▶ **Dataset excerpts**:

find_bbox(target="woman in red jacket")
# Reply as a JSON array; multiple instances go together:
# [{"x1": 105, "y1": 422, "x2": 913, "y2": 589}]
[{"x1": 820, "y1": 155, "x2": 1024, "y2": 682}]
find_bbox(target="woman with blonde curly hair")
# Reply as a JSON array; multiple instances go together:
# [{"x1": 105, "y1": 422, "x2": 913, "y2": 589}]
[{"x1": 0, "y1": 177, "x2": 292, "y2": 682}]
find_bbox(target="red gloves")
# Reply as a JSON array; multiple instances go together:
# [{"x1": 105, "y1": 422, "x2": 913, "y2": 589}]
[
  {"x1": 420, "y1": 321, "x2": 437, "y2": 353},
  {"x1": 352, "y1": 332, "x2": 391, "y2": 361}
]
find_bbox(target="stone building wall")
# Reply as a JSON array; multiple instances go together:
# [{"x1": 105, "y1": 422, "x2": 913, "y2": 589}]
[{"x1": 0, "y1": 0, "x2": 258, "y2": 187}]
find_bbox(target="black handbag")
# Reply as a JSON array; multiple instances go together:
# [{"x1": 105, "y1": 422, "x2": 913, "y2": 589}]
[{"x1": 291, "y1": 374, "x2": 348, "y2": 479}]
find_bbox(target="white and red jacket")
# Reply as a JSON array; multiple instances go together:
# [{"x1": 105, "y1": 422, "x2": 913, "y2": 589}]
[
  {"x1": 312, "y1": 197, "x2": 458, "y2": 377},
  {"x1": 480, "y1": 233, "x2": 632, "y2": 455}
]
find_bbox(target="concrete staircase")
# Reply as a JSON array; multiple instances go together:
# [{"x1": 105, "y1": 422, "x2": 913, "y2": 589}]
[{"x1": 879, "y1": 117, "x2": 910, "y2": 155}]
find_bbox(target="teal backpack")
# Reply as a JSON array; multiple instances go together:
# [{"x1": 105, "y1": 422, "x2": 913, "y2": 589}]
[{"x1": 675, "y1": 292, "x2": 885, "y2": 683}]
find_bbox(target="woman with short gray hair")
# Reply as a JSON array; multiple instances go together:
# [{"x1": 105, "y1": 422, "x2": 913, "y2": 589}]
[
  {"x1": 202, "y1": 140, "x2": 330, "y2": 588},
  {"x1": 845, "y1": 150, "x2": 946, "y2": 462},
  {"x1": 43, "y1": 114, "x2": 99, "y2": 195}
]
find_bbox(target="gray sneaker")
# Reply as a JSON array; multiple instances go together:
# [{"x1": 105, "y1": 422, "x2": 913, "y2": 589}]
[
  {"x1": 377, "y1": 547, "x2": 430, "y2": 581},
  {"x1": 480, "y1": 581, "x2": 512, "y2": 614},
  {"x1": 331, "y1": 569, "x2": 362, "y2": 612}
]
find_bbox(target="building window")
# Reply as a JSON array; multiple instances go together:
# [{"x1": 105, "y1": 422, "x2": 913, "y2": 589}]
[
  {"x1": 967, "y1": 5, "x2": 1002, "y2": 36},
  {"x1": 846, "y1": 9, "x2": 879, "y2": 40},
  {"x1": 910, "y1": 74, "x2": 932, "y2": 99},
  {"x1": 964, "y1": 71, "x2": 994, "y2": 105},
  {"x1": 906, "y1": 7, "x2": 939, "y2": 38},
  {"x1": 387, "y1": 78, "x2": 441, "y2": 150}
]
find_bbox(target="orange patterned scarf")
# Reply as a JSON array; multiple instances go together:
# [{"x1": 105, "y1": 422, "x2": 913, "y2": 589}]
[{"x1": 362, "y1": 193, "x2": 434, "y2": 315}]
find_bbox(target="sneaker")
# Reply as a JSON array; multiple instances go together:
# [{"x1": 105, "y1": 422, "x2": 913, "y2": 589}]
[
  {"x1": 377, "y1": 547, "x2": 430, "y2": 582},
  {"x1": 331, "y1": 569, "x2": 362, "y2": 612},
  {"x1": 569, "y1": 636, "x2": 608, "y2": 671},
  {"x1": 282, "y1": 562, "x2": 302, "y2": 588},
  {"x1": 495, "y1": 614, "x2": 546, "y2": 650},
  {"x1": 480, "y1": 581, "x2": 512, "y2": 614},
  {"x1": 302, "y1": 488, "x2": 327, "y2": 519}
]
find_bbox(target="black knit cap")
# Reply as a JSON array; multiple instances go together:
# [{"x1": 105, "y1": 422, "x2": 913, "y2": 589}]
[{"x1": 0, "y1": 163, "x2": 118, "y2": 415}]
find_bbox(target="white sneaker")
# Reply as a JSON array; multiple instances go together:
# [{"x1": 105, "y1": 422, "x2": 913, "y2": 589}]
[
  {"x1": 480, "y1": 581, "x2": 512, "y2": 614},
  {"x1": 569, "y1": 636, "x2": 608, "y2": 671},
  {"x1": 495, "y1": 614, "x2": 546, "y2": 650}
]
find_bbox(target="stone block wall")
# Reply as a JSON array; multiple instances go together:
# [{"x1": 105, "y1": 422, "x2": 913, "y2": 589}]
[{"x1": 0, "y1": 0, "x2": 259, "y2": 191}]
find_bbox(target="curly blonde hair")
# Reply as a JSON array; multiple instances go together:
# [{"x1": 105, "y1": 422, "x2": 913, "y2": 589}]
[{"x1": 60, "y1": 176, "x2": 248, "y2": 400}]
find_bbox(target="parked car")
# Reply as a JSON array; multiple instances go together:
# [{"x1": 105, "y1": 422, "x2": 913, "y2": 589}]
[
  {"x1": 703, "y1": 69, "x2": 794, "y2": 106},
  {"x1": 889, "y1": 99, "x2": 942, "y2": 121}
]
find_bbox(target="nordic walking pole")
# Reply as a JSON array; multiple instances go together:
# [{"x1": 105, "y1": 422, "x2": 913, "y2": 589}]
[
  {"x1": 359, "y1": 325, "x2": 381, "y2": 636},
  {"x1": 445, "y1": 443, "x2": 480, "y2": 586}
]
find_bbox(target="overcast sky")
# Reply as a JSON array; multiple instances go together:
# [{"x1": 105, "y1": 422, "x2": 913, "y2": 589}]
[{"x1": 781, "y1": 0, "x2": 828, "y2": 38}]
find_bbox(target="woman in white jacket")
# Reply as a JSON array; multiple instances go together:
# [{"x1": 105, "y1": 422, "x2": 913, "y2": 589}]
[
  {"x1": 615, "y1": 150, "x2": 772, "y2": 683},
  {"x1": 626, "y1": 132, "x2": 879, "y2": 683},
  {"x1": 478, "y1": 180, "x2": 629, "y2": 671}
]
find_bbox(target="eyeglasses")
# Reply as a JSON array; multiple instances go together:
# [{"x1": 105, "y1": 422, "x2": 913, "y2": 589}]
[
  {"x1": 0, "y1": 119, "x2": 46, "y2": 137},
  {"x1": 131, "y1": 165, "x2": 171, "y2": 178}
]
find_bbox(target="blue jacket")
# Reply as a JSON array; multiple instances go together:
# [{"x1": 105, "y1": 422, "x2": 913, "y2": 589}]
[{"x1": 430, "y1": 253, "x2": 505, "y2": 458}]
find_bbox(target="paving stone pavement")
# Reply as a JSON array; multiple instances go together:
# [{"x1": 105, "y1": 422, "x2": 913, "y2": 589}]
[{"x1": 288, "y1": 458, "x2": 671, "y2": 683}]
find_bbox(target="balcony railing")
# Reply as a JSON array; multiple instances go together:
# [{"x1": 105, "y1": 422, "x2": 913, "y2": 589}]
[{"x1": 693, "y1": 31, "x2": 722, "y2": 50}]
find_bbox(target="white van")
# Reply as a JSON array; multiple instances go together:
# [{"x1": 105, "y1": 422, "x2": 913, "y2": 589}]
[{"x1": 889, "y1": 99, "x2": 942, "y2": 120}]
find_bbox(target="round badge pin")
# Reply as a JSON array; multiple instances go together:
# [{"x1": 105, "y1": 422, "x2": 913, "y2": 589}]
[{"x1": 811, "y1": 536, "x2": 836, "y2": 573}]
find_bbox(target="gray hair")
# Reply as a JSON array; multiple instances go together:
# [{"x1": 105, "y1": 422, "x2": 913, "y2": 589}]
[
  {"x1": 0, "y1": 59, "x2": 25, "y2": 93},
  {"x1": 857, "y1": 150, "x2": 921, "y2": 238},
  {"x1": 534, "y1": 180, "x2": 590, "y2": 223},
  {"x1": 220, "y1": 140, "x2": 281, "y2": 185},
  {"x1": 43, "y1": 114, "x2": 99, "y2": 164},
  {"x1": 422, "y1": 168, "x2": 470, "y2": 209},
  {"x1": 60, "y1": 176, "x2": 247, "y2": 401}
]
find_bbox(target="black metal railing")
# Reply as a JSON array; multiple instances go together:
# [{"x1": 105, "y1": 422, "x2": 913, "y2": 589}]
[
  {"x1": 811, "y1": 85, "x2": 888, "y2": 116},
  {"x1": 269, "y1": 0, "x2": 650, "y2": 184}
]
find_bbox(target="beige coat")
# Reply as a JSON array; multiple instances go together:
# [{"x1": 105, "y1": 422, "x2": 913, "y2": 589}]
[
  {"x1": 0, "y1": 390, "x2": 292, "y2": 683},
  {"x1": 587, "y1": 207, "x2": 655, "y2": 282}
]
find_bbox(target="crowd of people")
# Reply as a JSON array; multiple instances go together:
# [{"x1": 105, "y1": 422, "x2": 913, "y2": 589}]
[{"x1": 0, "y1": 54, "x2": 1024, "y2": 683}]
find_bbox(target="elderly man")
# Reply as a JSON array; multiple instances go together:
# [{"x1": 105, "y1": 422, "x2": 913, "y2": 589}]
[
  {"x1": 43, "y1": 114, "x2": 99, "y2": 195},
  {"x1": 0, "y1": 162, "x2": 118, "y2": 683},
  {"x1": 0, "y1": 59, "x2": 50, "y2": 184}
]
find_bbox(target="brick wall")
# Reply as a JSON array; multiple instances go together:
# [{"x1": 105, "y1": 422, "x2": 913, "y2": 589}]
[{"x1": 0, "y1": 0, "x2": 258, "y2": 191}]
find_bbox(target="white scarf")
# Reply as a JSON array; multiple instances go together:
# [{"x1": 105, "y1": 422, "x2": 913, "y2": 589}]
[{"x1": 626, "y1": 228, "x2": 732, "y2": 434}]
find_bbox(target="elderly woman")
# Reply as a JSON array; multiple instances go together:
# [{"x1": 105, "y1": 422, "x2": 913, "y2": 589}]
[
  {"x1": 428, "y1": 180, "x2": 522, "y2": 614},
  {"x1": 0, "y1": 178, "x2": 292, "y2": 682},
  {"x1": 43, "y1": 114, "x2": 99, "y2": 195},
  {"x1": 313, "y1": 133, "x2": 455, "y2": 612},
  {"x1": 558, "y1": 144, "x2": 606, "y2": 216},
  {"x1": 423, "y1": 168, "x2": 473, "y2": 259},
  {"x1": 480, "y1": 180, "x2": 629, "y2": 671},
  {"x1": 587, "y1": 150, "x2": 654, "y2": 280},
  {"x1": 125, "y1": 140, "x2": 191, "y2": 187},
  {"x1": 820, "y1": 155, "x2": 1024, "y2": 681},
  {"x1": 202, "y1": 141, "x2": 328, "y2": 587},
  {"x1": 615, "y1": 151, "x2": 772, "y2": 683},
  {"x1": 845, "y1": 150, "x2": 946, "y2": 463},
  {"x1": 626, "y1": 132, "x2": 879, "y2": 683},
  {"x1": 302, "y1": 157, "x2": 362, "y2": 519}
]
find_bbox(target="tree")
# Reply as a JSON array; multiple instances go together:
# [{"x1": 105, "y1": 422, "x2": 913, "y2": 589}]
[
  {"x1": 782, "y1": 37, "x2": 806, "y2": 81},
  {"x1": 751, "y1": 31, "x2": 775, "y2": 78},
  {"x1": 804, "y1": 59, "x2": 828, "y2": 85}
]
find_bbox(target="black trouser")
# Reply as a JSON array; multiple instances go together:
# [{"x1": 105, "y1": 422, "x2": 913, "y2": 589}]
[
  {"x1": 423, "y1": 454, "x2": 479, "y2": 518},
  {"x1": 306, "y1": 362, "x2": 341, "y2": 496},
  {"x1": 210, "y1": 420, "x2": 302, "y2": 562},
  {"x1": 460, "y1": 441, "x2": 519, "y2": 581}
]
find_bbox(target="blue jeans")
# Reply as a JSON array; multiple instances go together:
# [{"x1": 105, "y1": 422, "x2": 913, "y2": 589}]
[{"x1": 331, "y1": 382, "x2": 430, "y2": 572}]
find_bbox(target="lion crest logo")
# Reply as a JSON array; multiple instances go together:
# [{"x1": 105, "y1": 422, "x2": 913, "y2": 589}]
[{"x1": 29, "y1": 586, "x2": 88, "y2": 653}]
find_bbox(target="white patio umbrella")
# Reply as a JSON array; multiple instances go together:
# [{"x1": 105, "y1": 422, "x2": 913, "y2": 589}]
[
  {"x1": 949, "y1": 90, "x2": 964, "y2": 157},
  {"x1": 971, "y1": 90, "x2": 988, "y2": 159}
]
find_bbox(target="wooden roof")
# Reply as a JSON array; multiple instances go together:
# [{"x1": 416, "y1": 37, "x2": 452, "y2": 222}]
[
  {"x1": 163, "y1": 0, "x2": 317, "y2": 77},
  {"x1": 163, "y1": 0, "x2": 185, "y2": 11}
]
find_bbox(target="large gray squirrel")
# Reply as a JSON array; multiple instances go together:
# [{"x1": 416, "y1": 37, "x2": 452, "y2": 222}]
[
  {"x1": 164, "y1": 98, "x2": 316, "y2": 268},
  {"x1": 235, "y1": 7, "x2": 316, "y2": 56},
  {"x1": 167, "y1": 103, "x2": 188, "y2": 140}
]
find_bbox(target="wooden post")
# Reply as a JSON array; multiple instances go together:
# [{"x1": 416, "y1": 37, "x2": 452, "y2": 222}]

▶ **Aim of the task**: Pick out every line above that contains the word "woman", and copy each one in full.

▶ **Complete output**:
find_bbox(target="woman in red jacket")
find_bbox(target="woman with blonde curly hair")
find_bbox(target="woman with short gray hair")
find_bbox(target="woman in white jacket")
find_bbox(target="elderly woman")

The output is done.